_Instructions for the task_
Continue the news article below on the NIH contract for the Biomedical Informatics Research Network Coordinating Center at USC, picking up after its last sentence.

_Extract_
Logo: University of Southern California

Carl Kesselman Awarded $22.2M NIH National BioMedical Informatics Infrastructure Coordinating Center Contract

USC is lead partner on project including UCLA, U.C. Irvine, U-Chicago and Mass General Hospital
Eric Mankin
January 21, 2009 —

The Viterbi School's Information Sciences Institute will be the new central clearing house for an ambitious ongoing national project to collect and integrate a wide range of biomedical data to make it more accessible to physicians and researchers.

The National Center for Research Resources, a component institute of the National Institutes of Health (NIH), has awarded USC a major grant to support the Biomedical Informatics Research Network Coordinating Center (BIRNCC) at USC.

Professor Carl Kesselman of the Epstein Department of Industrial and Systems Engineering and ISI will lead the

Carl Kesselman
five-year, $22.2 million task to revamp and update a critical element of an evolving National Institutes of Health effort to improve access to the exploding volumes of biomedical research information.

BIRNCC brings together a network of researchers developing bioinformatics tools for the broader scientific community.  USC is the lead partner on the project, which includes collaborations with UCLA, U.C. Irvine, the University of Chicago, and Massachusetts General Hospital.  With this grant, USC is positioned to become a leader in the emerging field of bioinformatics, which is the computerized analysis of biological data. 

The Biomedical Informatics Research Network (BIRN) is part of NIH's National Center for Research Resources. BIRN collects biomedical imaging data from institutions all over the country, currently with a heavy emphasis on neuroscience. The BIRN coordinating center has the task of facilitating collaboration and data sharing between the research centers.

_Data listing_
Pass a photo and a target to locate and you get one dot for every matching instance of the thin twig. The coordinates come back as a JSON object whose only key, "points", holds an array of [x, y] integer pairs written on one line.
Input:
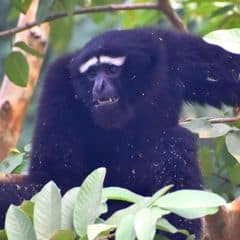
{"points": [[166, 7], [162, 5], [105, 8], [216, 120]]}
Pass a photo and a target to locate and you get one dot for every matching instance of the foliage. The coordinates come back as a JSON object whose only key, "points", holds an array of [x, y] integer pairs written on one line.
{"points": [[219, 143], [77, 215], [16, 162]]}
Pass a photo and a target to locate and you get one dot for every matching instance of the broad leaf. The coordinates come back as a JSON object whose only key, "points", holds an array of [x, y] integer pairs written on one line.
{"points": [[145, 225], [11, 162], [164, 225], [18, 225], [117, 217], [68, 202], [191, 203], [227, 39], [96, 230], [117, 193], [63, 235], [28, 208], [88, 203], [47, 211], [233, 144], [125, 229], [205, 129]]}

...

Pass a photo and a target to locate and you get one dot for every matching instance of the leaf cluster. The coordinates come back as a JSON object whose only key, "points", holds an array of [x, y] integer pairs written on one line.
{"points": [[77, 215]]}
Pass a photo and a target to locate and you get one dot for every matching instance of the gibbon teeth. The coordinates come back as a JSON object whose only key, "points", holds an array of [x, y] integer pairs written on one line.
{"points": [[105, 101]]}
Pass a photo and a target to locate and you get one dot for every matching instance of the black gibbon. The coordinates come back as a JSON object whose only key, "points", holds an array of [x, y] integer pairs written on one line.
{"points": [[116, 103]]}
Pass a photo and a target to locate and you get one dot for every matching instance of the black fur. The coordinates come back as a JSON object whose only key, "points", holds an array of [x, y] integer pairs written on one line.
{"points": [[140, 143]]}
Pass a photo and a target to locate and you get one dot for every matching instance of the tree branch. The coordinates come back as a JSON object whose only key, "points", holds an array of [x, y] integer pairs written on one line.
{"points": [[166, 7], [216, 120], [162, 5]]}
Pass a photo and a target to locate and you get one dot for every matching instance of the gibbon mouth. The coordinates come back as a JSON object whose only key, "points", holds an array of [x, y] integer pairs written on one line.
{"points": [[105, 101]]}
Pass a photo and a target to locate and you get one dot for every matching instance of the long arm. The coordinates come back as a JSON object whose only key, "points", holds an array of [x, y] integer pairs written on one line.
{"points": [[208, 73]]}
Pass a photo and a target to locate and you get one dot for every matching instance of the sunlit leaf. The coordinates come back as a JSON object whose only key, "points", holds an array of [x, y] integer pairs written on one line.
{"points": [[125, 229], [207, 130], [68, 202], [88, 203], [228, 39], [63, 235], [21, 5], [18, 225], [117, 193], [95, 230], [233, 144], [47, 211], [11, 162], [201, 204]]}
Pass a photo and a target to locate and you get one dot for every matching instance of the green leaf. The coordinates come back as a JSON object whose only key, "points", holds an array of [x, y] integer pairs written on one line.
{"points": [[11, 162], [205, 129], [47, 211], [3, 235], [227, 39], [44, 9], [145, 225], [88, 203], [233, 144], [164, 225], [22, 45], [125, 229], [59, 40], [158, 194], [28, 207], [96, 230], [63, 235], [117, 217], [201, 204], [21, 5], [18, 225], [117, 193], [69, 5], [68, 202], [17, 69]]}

_Exercise response_
BIRNCC will help ensure that important innovations reach society.  As it stands, medical researchers develop many discoveries and therapies that never connect with people because of the overwhelming quantity of data that geneticists and others produce.  BIRNCC will create a nation-wide computer network that facilitates collaborative biomedical research.

"Every day, NCRR's Biomedical Informatics Research Network (BIRN) helps connect scientists with their colleagues nationwide to share data and refine analytic tools that can be used for multi-site data integration," said Michael T. Marron, Ph.D., director, NCRR Division of Biomedical Technology. "Our BIRN partners are essential to advancing technologies including new software-based solutions, which are crucial to discoveries that have broad applicability to biomedical research."

“Without a sophisticated bioinformatics capability—which only top engineers can provide—we cannot hope to translate the basic science into drugs and treatments that will improve the quality of life,” said Kesselman.  “BIRNCC can accelerate the rate of discoveries for many areas of biomedical research.”

"The new BIRN contract is an outstanding example of how the Viterbi School, and ISI in particular, are building from strengths to become a leader at the intersection of engineering and medicine," said Viterbi School Dean Yannis Yortsos.  

This grant is enormously significant—not only for what it says about USC and its research, but for what it will do for our society,” said Provost C. L. Max Nikias. “It also underscores the tremendous value of our Office of Research Advancement in Washington, D.C.  Without this office, USC would not have competed for this grant, and this multi-university collaboration would never have been assembled.”

Provost Nikias also praised the leadership of Randolph Hall, vice provost for research advancement, and Steven Moldin, executive director of research advancement.  “They worked closely with Professor Kesselman, and did an exceptional job pushing the proposal forward,” he said.  “Professor Kesselman’s research is absolutely world-class.  They understood its importance, and made this grant happen.”